- _TASK GOAL_:
Type the records out again in full, exactly.

● ● ● ● ●

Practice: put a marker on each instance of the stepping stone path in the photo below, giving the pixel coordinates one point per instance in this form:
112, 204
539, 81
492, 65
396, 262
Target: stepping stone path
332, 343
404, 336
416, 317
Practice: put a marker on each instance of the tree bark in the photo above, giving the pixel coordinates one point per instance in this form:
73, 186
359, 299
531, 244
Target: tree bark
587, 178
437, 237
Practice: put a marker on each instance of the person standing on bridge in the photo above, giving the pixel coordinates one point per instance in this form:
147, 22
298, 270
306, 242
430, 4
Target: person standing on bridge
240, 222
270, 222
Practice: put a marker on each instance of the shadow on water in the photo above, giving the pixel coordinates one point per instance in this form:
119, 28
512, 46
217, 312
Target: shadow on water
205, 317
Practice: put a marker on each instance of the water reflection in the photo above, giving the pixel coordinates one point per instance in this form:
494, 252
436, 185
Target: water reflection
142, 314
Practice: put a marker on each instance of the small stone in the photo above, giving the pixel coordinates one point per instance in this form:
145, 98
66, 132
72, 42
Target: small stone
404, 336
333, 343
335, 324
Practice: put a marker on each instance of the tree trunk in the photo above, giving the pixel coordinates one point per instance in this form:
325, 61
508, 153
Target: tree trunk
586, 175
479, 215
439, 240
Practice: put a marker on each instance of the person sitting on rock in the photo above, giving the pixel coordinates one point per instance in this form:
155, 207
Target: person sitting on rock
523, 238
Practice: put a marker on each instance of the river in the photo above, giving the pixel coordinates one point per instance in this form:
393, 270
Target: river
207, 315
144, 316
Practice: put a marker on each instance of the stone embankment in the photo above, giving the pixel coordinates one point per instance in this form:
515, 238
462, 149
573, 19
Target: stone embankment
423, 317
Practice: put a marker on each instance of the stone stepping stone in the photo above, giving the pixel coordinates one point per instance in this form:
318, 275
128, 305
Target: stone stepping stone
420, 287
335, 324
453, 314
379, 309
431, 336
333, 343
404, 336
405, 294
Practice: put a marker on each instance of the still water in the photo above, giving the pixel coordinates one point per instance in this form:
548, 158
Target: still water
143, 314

● ● ● ● ●

- _PROBLEM SOLUTION_:
Practice: put a marker on each instance of the stepping stone path in the photo below, giving the pixel coordinates one point per instance in this form:
112, 204
539, 81
492, 65
396, 262
Target: stepping stone path
332, 343
404, 336
416, 317
Practice: put a marker on each instance of the tree bark in the photo above, giving the pixel coordinates one point per instance in this form:
73, 186
359, 299
531, 244
Target: tree bark
587, 178
437, 237
Practice: put a marker on each instance of the person standing on bridge in the photo above, giving the pixel coordinates one point per instance in this form:
147, 22
298, 270
306, 242
430, 4
Target: person standing on bridge
240, 222
270, 222
Practice: put a marker on each instance of the shadow on water in the photo above, giving the pixel coordinates one point per instance in this form:
119, 28
512, 46
217, 312
Target: shadow on water
205, 317
Practice: put a marker on each instance of the water reflection in the photo above, giving the pixel coordinates one point per instance in this form:
494, 252
436, 185
Target: water reflection
142, 314
Practice: put a marker on each instance of the small stone in the photo above, giving the pixel coordinates one point per instance in this form:
145, 98
66, 132
72, 42
Target: small stone
404, 336
333, 343
335, 324
Practice: put a marker on each instance of the tree trunk in the photo above, giving the pixel coordinates one point per instance in this form:
325, 61
508, 153
Target: tree trunk
586, 175
479, 215
439, 240
Practice: put a marker on each instance of the person sitting on rock in the photo above, giving the pixel coordinates one point per instance in this form:
155, 207
Target: person sitting on rock
523, 238
Practice: put a marker on each instance of the river in the photo above, giving the pixel coordinates one point per instance in this form:
393, 270
Target: river
207, 315
144, 316
Practice: put a marker on each instance of the stone embankment in the photo above, giving the pixel coordinates one point per instance in this form:
515, 238
462, 149
573, 19
Target: stone embankment
423, 317
Practice: put a marker on each instance of the stone stepping stone in the photo above, giving the pixel coordinates one point per instance in this form:
318, 275
128, 305
Target: stone stepping stone
420, 287
335, 324
453, 314
379, 309
431, 336
333, 343
404, 336
405, 294
Practice: put a marker on each instance of the still water in the photo above, giving the pixel coordinates one point per instance in this form:
548, 158
Target: still water
143, 314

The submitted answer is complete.